Transcribe each line of the material as it is, and drop any picture.

(Object point labels)
┌──
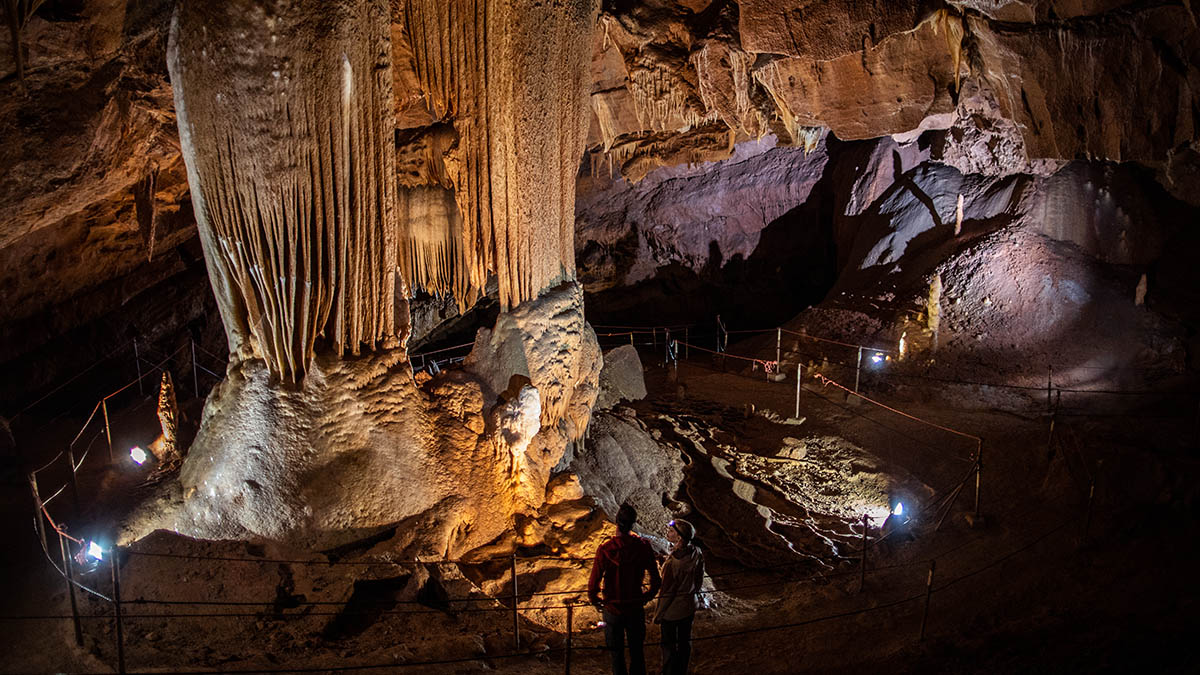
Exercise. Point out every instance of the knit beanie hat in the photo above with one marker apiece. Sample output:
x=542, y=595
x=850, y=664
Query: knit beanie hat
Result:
x=625, y=517
x=683, y=529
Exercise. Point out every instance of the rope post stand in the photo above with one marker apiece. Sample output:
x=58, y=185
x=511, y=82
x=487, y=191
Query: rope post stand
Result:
x=929, y=591
x=858, y=369
x=862, y=572
x=137, y=362
x=799, y=378
x=1050, y=437
x=67, y=568
x=570, y=621
x=37, y=508
x=978, y=472
x=108, y=429
x=117, y=607
x=1087, y=514
x=516, y=617
x=196, y=377
x=1049, y=384
x=75, y=484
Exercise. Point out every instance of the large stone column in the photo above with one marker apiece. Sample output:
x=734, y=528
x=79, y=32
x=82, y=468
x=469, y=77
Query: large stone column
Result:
x=319, y=431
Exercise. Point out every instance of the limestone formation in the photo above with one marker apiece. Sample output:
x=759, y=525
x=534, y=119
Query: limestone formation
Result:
x=511, y=76
x=358, y=447
x=168, y=419
x=285, y=115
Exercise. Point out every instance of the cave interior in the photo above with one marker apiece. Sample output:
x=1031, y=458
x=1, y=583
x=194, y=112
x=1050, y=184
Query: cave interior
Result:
x=336, y=333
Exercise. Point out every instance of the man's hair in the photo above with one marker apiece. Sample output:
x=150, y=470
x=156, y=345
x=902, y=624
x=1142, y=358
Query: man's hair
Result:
x=625, y=518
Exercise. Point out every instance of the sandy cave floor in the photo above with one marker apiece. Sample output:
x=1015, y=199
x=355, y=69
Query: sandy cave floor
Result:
x=1020, y=593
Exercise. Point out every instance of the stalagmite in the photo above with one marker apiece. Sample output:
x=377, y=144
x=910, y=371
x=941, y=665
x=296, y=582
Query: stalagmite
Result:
x=147, y=209
x=511, y=75
x=168, y=418
x=286, y=119
x=287, y=127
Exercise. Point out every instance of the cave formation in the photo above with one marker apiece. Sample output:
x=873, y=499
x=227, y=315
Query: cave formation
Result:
x=409, y=274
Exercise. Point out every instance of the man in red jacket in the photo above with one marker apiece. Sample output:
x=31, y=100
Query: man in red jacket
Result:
x=622, y=563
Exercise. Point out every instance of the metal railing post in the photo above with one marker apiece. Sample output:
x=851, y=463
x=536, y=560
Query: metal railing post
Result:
x=516, y=617
x=799, y=380
x=978, y=479
x=137, y=360
x=37, y=509
x=115, y=568
x=67, y=568
x=929, y=591
x=75, y=484
x=108, y=429
x=862, y=573
x=858, y=369
x=196, y=377
x=1049, y=386
x=1087, y=514
x=570, y=621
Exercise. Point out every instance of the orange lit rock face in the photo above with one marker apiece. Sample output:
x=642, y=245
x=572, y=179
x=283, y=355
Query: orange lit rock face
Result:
x=319, y=429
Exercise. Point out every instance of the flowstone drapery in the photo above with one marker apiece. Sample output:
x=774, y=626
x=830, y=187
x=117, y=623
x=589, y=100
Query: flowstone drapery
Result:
x=514, y=77
x=319, y=431
x=286, y=119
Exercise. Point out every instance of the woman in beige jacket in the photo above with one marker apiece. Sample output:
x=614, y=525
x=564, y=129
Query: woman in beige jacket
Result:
x=683, y=573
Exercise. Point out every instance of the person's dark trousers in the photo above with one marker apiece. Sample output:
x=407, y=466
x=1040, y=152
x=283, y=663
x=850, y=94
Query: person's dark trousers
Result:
x=676, y=646
x=617, y=627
└──
Answer in full:
Exercise. Point out every instance of the knit beanie hat in the photo above with one marker apiece. Sample output:
x=542, y=595
x=850, y=664
Query: knit beanie hat
Result:
x=625, y=517
x=683, y=529
Exercise. Point out every instance of the rope post stand in the photo above with one marker apiece. Sample output:
x=58, y=185
x=511, y=82
x=487, y=191
Query: rope post stand
Result:
x=929, y=591
x=858, y=369
x=862, y=572
x=137, y=362
x=799, y=378
x=1050, y=437
x=67, y=568
x=570, y=621
x=37, y=508
x=978, y=472
x=108, y=429
x=117, y=607
x=1087, y=514
x=516, y=617
x=196, y=377
x=1049, y=384
x=75, y=484
Exercise. Point out every instance of the large stone column in the photo above with one marker apiece. Sample output:
x=734, y=528
x=79, y=32
x=82, y=468
x=469, y=77
Query: large stone column
Result:
x=319, y=431
Exercise. Point out every instance of the limestone formation in the photo above with one marker apiece. Sample output:
x=759, y=525
x=534, y=119
Query: limestone formation
Result:
x=511, y=76
x=358, y=447
x=168, y=419
x=285, y=115
Exercise. Point out every instance of the cave interior in the photo above with one marker apiece. Sample output:
x=1031, y=458
x=1, y=583
x=194, y=112
x=1050, y=184
Query: cave interior
Result:
x=336, y=333
Exercise. Point out every instance of the man's hair in the photo above with one marker apiece. Sample output:
x=150, y=470
x=156, y=345
x=902, y=624
x=1142, y=358
Query: man's hair
Result:
x=625, y=518
Exercise. Point out every instance of the sandy cave floor in the photo above with one marker apiece. Sample output:
x=1015, y=199
x=355, y=69
Query: sandy cave floor
Result:
x=1020, y=593
Exercise. Point out every instance of the stalagmite in the photo above with one marker apiece. Sample output:
x=377, y=144
x=910, y=371
x=941, y=665
x=296, y=582
Query: stalagmite
Result:
x=147, y=209
x=511, y=75
x=168, y=418
x=286, y=119
x=287, y=127
Exercise. Point out every instance of the cave formation in the photo above with one marker apiece. Sample output:
x=873, y=499
x=227, y=315
Query: cave formation
Result:
x=409, y=274
Exercise. Point out every instance of the man in red jacket in the photo above with one marker apiece. Sample output:
x=31, y=100
Query: man in red jacket
Result:
x=622, y=563
Exercise. Point out every instance of the metal railing post in the photo above with one marker apiece. Sample output:
x=851, y=463
x=536, y=560
Query: metal railing post
Result:
x=516, y=617
x=799, y=380
x=978, y=479
x=137, y=360
x=37, y=509
x=115, y=568
x=67, y=568
x=929, y=591
x=75, y=484
x=108, y=429
x=862, y=573
x=858, y=369
x=196, y=377
x=1049, y=386
x=1087, y=514
x=570, y=621
Exercise. Point out every instance of the orange lit rock face in the photo above with one marker apiece. Sample output:
x=642, y=245
x=572, y=179
x=283, y=355
Query: orange lit rock face
Result:
x=319, y=429
Exercise. Point out every instance of the flowstone drapery in the photo above with one marker apiece. Sample output:
x=774, y=626
x=830, y=187
x=117, y=623
x=589, y=100
Query: flowstone drapery
Result:
x=514, y=77
x=319, y=431
x=286, y=119
Exercise. Point out every instance of the woman in beige jacket in the photo above with one marker apiece. Sample output:
x=614, y=525
x=564, y=129
Query: woman in beige jacket
Result:
x=683, y=573
Exercise. Point out every instance of the person's dark trousers in the photo above with one marker apiece. Sample output:
x=407, y=466
x=1040, y=152
x=283, y=663
x=850, y=94
Query: person's dark trousers
Result:
x=676, y=646
x=617, y=627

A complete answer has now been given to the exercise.